[Aim 1]
Copy out word for word the part of the travel piece about Copenhagen below that opens with the words containing "There's more sights" and closes with "a little longer.".
[Aim 2]
Pick up the travel piece about Ewan's time in Copenhagen right after its final sentence and keep writing it.

[Reading passage]

A cyclist's heaven; food for activists; public access

| 25th June 2009
Ewan in Sweden
Sweden, meet Ewan...
Ewan continues his overland journey to New Zealand by getting a taste of Sweden - and finding something of a green utopia...

Staying earth-bound in Scandanavia, I can make contact with people and places of a greener shade... The metro to Ørestad, for example, passes right by the squat modern cubes of the Bella Centre. It's not a pretty place, but an important one. In December this year, the future of international climate change policy will be hashed out here at the UN's COP15 conference. My travel partner for this leg, Nathalie, is not quite as enthused as I am about exploring the site in the rain, so it's quickly back to the train.

There's more sights to come - taking the train to Sweden from Copenhagen will allow us to experience one of the major modern engineering feats of Europe – the 7km long Øresund bridge. But lets linger here in Copenhagen a little longer.

The city is a cyclist's dream, with bikes for hire, provided by the city for a pound deposit. Cyclists whizz along wide, dedicated pavements and have their own traffic lights. The semi-autonomous urban community of Christania is very green and free of cars. Custom-made cargo-carrying bikes and trikes are everywhere.

In Christania, we get talking to a long time resident, and I ask him if the community will be hosting climate-change activists visiting for the COP15. Sadly, he tells us that the last time the community hosted a large number of activists, the disruptive behaviour of a few left the hosts wary of inviting activists back.

[Extracted entries]
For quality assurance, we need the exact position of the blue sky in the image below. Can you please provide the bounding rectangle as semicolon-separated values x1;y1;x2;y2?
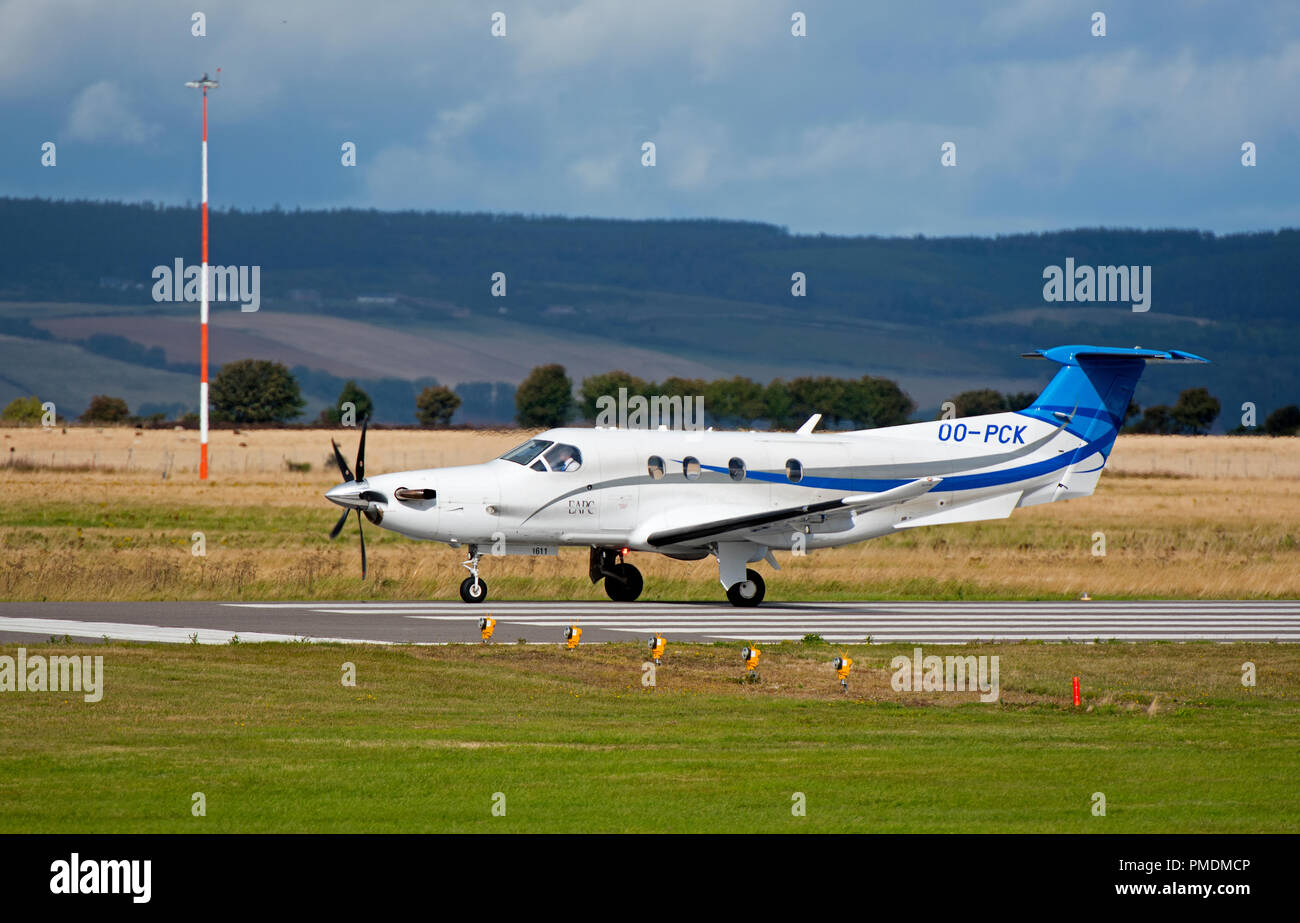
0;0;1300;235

...

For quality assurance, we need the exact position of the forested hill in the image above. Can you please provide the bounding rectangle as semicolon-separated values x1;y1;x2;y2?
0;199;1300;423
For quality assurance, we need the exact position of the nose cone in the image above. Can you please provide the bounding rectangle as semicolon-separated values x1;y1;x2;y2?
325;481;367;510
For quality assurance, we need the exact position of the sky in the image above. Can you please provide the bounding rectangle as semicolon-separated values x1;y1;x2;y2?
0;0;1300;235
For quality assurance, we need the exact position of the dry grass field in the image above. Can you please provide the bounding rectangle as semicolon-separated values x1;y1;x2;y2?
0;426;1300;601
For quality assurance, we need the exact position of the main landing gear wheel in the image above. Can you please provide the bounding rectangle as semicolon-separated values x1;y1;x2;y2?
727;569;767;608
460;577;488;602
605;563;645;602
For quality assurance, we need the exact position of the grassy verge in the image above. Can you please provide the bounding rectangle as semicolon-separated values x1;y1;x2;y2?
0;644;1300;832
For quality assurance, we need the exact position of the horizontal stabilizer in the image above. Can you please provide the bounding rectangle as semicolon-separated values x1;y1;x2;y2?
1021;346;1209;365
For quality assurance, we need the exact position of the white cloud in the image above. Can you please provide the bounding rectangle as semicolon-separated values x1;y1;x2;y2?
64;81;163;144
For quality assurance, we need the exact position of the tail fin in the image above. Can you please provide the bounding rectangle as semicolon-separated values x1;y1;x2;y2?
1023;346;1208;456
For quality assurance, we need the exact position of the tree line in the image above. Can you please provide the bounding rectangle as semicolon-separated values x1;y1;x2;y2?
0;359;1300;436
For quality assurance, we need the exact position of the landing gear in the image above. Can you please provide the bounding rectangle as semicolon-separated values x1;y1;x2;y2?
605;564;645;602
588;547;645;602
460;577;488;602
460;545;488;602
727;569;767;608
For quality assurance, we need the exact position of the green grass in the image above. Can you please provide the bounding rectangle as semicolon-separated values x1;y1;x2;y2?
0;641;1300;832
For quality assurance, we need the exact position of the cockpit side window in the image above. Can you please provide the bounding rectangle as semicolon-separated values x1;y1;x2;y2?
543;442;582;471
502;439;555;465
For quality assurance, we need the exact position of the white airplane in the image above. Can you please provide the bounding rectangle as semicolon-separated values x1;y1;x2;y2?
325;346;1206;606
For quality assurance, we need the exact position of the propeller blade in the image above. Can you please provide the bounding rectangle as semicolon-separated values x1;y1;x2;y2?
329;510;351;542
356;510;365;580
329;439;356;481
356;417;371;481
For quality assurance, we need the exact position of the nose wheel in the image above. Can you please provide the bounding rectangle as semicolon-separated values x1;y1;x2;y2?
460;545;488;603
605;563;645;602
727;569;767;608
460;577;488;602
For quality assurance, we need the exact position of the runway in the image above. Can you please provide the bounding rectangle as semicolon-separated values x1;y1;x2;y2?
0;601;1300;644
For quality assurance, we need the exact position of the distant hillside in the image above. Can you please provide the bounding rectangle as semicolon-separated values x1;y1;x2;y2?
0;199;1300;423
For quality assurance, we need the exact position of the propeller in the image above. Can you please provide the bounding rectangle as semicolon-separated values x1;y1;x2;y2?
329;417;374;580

[Task answer 1]
There's more sights to come - taking the train to Sweden from Copenhagen will allow us to experience one of the major modern engineering feats of Europe – the 7km long Øresund bridge. But lets linger here in Copenhagen a little longer.

[Task answer 2]
Over the Øresund, and 100km north, we visit Holma, a small-scale agriculture institute in Skåne. Here they are looking to aid December's climate change activists in another way. As well as their fledgling forest garden, they show us a field of potatoes, corn and carrots. These are destined for hungry activists' bellies at the Institute's planned soup kitchen in Copenhagen during the COP 15.

Travelling by train (using electricity from what I think are pretty green sources) from Høør all the way to Stockholm without booking early would cost a packet. With another 17,000 km to go, I've got to manage my funds as well as my emissions. A good performer in both criteria is the Swedish coach network, and we speed through the forests from bright-and-clean town to bright-and-clean town, and camp by the Baltic sea near sleepy Påskavallik.

That's another great thing about Scandanavia: the Right of Public Access (Allemansrätten). In Sweden, Iceland and Norway your rights to wander open land and camp in forests, and to pick berries and mushrooms are protected by law. A number of fairly common-sense restrictions exist, making for a well accepted system of access.

With much of the world parceled off into private spaces, it is inspiring to be in a place where people see harmless access to wild nature as a common right that trumps property rights.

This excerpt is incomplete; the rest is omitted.